┏━━

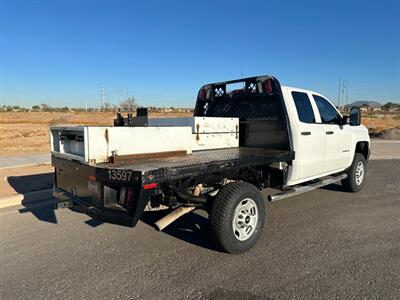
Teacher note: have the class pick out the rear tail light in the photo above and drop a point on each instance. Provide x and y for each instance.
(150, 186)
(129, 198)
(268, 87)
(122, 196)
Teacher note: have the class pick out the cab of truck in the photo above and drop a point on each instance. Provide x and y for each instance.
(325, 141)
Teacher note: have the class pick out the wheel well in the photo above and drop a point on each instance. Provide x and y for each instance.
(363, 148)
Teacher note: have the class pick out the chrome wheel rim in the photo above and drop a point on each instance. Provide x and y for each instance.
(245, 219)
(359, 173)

┗━━
┏━━

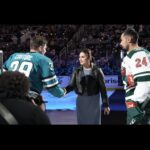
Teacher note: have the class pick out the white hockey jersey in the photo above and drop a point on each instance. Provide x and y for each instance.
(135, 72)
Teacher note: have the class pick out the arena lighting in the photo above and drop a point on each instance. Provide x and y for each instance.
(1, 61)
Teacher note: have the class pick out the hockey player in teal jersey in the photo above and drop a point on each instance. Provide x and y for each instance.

┗━━

• [What the exercise asks]:
Show every line from the entries above that contains the word "jersey", copied in full.

• [Answer in full]:
Teacher note: have the class pick out the white hockey jersey in the photo above and drop a point on each instance. Provide x and y for each instance.
Teacher note: have the class pick out the hockey player in teal jersey in the photo above and drop a point on each instance. Provide x and y for each instance.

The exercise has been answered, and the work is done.